AIM: Copy the lines below, swapping "whole-pixel" for "integer" everywhere it appears and leaving all else unchanged.

LISTED ENTRIES:
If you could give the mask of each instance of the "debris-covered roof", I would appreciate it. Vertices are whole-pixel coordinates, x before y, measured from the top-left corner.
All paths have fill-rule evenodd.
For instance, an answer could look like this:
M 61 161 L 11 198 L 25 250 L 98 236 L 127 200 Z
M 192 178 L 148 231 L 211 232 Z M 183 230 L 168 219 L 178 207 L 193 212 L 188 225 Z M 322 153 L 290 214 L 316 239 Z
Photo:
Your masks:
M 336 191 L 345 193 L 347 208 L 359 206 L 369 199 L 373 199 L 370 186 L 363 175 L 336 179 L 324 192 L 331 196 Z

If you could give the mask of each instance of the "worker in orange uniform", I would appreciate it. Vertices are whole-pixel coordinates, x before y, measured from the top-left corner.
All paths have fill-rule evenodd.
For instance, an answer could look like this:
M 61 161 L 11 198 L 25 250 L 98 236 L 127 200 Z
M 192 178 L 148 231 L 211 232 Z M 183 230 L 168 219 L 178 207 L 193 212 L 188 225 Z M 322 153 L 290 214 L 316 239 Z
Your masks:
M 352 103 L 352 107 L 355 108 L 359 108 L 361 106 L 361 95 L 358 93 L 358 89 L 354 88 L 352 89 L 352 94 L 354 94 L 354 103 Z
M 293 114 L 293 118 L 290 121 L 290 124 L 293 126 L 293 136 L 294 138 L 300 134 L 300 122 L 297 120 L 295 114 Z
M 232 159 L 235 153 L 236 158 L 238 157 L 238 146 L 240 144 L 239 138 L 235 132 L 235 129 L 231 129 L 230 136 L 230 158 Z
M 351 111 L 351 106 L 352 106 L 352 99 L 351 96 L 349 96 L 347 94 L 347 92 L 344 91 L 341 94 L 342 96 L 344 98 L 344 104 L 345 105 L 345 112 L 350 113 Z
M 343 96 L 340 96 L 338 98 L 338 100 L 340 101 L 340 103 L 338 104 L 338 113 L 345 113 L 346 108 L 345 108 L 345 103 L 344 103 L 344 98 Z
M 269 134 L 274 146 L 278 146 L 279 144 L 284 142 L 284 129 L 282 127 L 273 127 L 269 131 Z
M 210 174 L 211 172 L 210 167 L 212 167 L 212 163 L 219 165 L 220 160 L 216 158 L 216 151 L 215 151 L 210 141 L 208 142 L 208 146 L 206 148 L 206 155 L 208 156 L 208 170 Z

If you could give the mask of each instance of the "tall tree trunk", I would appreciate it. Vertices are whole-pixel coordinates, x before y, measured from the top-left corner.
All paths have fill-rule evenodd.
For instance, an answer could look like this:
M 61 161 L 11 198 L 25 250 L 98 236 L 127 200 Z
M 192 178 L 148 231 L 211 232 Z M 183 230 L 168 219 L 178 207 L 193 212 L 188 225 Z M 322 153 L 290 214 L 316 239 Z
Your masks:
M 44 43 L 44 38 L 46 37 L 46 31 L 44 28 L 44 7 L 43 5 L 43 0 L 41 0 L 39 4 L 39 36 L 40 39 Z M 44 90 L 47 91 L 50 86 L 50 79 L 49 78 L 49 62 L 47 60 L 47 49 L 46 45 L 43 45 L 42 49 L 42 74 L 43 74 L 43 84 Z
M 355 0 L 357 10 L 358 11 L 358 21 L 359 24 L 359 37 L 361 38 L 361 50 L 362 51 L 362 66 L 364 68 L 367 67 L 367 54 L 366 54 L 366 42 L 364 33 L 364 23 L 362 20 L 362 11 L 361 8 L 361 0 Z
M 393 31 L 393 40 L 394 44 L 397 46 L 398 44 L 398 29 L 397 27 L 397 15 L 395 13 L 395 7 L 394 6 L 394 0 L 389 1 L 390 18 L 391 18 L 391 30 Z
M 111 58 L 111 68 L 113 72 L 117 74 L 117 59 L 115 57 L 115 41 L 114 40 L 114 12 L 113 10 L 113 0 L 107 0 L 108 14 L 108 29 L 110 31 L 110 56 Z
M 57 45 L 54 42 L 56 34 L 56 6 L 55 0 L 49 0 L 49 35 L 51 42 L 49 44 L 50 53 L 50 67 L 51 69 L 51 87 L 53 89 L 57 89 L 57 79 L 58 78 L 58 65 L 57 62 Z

THE RESPONSE:
If you could give the mask of each instance of the "debris-covered roof", I would appreciate it. Vertices are integer coordinates, x before y, measured from the top-left corner.
All paths have fill-rule evenodd.
For instance, an answer could look like this:
M 61 161 L 11 198 L 25 250 L 98 236 L 127 200 Z
M 192 178 L 148 231 L 211 232 Z M 183 230 L 168 219 L 178 207 L 193 212 L 188 225 Z M 322 153 L 290 214 L 316 239 Z
Photo:
Your masks:
M 336 191 L 345 193 L 347 208 L 359 206 L 369 199 L 373 199 L 370 186 L 363 175 L 336 179 L 324 192 L 331 196 Z

If you could give the mask of each instance of the "worker in orange uniform", I would appreciate it. Vertices are integer coordinates, x before y, measured from the top-left corner.
All paths have fill-rule evenodd.
For instance, an answer could look like this:
M 61 161 L 11 198 L 25 250 L 98 236 L 127 200 Z
M 192 178 L 148 231 L 211 232 Z M 183 230 L 168 219 L 178 207 L 193 212 L 188 225 Z M 322 153 L 290 214 L 316 239 Z
Your masks:
M 352 103 L 352 107 L 355 108 L 359 108 L 361 106 L 361 95 L 358 93 L 358 89 L 354 88 L 352 89 L 352 94 L 354 94 L 354 103 Z
M 293 114 L 293 118 L 290 121 L 290 124 L 293 126 L 293 136 L 294 138 L 300 134 L 300 122 L 297 120 L 295 114 Z
M 232 159 L 235 153 L 236 158 L 238 157 L 238 146 L 240 144 L 239 138 L 235 132 L 235 129 L 231 129 L 230 136 L 230 158 Z
M 351 111 L 351 106 L 352 106 L 352 99 L 351 96 L 349 96 L 347 94 L 347 92 L 344 91 L 341 94 L 342 96 L 344 98 L 344 104 L 345 105 L 345 112 L 350 113 Z
M 343 96 L 340 96 L 338 98 L 338 100 L 340 101 L 340 103 L 338 104 L 338 113 L 345 113 L 346 108 L 345 108 L 345 103 L 344 103 L 344 98 Z
M 269 134 L 274 146 L 278 146 L 279 144 L 284 142 L 284 129 L 282 127 L 273 127 L 269 131 Z
M 210 174 L 211 172 L 210 167 L 212 167 L 212 163 L 219 165 L 220 160 L 216 158 L 216 151 L 215 151 L 210 141 L 208 142 L 208 146 L 206 148 L 206 155 L 208 156 L 208 170 Z

If you could give the mask of each instance of the "tall tree trunk", I would appreciate it. Vertices are integer coordinates, x before y, measured from the top-left corner.
All paths have fill-rule evenodd.
For instance, an answer could look like this:
M 61 161 L 11 198 L 25 250 L 98 236 L 127 200 Z
M 192 178 L 148 231 L 211 232 Z M 183 230 L 168 219 L 178 207 L 193 212 L 188 225 Z M 322 153 L 290 214 L 316 239 Z
Your masks:
M 44 43 L 44 38 L 46 37 L 46 31 L 44 28 L 44 7 L 43 5 L 43 0 L 41 0 L 39 4 L 39 36 L 40 39 Z M 44 90 L 47 91 L 50 86 L 50 79 L 49 78 L 49 62 L 47 60 L 47 49 L 46 45 L 43 45 L 42 49 L 42 74 L 43 74 L 43 84 Z
M 355 0 L 357 10 L 358 11 L 358 21 L 359 24 L 359 37 L 361 38 L 361 50 L 362 51 L 362 66 L 364 68 L 367 67 L 367 54 L 366 54 L 366 42 L 364 33 L 364 23 L 362 20 L 362 11 L 361 8 L 361 0 Z
M 393 31 L 393 40 L 394 44 L 397 46 L 398 44 L 398 29 L 397 27 L 397 15 L 395 13 L 395 7 L 394 6 L 394 0 L 389 1 L 390 18 L 391 18 L 391 30 Z
M 111 58 L 111 68 L 113 72 L 117 74 L 117 59 L 115 57 L 115 41 L 114 40 L 114 12 L 113 10 L 113 0 L 107 0 L 108 14 L 108 29 L 110 31 L 110 56 Z
M 57 45 L 54 42 L 56 34 L 56 6 L 55 0 L 49 0 L 49 35 L 51 42 L 49 44 L 50 53 L 50 67 L 51 69 L 51 87 L 53 89 L 57 89 L 57 79 L 58 78 L 58 65 L 57 62 Z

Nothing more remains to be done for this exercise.